▸ **Text to read**
+===+
Nels Lindahl — Functional Journal

A weblog created by Dr. Nels Lindahl featuring writings and thoughts…

Working things to a completed state

Today I started to think about returning to writing in a manuscript based document on a daily basis instead of booting up a new fresh word processing document every day. It might be time to start to pick up a big year writing challenge again and see where that takes me this time around. Generally, the only thing that ends up being written in a publishable format are academic papers. Those are sort of paint by numbers based on the required sections anyway and benefit from working with the end product in mind. Every now and again I do write a novel that ends up being worked that way. Over the last decade I have a bunch of false starts in a folder that need to be worked to resolution. It could be more fun to just really focus on working things to a completed state. I tried to write the title of this post eloquently as, “hustling things to done,” but that turned out differently in the end.
+===+
▸ **Supplied records**
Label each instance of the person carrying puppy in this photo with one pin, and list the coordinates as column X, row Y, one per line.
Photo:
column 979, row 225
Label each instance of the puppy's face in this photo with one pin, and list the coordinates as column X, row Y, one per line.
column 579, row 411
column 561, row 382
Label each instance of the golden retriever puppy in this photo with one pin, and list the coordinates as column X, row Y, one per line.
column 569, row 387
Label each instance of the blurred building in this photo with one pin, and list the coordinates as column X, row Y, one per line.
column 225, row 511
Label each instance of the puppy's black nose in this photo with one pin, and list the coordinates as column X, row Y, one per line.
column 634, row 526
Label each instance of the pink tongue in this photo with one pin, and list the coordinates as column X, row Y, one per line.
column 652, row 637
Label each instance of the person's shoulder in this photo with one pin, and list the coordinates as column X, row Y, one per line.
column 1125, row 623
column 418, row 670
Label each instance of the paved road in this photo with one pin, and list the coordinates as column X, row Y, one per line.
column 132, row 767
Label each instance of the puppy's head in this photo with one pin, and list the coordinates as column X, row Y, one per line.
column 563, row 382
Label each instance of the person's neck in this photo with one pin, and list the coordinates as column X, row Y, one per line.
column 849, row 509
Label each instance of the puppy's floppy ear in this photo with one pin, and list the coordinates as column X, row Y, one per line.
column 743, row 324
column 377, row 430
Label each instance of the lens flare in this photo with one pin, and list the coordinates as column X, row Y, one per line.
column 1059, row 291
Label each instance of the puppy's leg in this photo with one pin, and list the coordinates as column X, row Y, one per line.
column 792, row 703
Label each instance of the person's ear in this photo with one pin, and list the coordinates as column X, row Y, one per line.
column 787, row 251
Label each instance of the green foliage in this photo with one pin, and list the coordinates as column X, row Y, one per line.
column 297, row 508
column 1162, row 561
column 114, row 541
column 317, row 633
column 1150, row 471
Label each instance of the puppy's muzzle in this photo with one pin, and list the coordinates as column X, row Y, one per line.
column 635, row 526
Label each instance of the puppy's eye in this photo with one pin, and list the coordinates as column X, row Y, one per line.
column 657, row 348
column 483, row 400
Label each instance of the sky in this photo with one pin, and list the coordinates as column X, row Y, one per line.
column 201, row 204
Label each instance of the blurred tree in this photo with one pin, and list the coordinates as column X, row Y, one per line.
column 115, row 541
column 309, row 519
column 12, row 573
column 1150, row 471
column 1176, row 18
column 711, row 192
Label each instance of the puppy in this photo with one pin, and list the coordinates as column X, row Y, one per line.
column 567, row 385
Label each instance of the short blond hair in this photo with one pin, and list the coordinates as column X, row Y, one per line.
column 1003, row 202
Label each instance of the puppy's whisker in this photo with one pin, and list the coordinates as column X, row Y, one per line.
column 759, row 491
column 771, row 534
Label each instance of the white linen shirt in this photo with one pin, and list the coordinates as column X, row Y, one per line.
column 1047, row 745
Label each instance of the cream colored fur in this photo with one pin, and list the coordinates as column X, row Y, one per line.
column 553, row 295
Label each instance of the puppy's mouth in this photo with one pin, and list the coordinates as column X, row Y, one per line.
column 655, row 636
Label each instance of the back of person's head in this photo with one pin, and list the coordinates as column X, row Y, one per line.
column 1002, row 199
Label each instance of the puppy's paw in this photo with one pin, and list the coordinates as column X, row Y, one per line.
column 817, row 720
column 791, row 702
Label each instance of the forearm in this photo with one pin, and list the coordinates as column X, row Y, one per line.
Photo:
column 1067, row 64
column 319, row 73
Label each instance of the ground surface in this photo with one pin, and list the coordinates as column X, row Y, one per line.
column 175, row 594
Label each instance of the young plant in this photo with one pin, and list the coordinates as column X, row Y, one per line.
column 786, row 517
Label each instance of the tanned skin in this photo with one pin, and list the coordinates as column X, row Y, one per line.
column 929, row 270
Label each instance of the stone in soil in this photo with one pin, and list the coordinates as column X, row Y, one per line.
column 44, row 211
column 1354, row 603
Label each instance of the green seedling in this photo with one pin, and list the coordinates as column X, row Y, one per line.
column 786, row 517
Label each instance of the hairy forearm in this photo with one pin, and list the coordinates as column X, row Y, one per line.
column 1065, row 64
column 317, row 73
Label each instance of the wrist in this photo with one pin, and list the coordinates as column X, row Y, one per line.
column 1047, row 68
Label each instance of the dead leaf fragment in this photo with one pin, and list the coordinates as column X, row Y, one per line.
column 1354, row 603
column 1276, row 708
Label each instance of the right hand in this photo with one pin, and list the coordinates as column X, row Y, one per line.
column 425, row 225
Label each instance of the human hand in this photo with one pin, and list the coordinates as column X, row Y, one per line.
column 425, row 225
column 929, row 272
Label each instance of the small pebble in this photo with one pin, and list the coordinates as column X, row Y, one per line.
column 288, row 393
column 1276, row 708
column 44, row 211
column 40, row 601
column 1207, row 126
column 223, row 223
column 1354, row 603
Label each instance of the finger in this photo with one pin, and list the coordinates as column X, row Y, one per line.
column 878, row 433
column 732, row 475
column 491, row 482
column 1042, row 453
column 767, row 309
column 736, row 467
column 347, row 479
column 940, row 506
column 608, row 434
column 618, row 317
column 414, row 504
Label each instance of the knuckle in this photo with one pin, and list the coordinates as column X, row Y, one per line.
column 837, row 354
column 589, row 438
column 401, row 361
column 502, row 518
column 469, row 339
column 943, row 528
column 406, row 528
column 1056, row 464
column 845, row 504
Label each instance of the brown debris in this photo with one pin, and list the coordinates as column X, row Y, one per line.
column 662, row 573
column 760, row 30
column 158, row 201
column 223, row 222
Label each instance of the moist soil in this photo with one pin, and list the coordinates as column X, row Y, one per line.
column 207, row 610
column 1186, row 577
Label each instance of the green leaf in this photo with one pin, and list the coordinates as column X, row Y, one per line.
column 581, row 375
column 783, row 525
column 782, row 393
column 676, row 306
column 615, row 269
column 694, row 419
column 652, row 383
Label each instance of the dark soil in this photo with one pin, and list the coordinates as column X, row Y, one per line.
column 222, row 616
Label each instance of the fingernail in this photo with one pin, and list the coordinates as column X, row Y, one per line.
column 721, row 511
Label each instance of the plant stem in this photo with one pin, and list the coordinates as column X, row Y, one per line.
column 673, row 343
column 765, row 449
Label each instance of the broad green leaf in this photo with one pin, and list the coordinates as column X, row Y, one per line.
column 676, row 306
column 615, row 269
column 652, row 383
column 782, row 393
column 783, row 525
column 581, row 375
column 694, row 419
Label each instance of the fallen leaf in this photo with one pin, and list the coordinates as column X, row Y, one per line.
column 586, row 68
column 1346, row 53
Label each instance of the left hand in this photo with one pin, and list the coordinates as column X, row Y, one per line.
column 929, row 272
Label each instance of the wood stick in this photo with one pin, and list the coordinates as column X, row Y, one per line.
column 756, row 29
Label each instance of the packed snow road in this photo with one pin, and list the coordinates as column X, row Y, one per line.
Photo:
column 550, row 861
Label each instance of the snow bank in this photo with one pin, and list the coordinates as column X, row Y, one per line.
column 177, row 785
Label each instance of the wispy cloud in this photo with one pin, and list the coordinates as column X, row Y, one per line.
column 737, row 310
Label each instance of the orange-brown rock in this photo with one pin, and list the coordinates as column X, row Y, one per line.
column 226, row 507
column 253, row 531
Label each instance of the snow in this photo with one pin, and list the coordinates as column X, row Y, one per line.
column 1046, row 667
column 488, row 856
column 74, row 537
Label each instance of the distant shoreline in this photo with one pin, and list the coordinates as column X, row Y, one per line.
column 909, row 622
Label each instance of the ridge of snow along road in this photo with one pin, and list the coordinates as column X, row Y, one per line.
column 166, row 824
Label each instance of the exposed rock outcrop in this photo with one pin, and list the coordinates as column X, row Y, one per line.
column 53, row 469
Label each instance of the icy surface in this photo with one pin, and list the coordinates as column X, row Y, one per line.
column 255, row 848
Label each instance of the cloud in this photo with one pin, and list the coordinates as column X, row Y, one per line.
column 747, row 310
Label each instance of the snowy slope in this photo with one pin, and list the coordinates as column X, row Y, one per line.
+===+
▸ **Exercise**
Write out the blog post about finishing work from "Today I started" to "in the end.", word for word.

▸ **Final answer**
Today I started to think about returning to writing in a manuscript based document on a daily basis instead of booting up a new fresh word processing document every day. It might be time to start to pick up a big year writing challenge again and see where that takes me this time around. Generally, the only thing that ends up being written in a publishable format are academic papers. Those are sort of paint by numbers based on the required sections anyway and benefit from working with the end product in mind. Every now and again I do write a novel that ends up being worked that way. Over the last decade I have a bunch of false starts in a folder that need to be worked to resolution. It could be more fun to just really focus on working things to a completed state. I tried to write the title of this post eloquently as, “hustling things to done,” but that turned out differently in the end.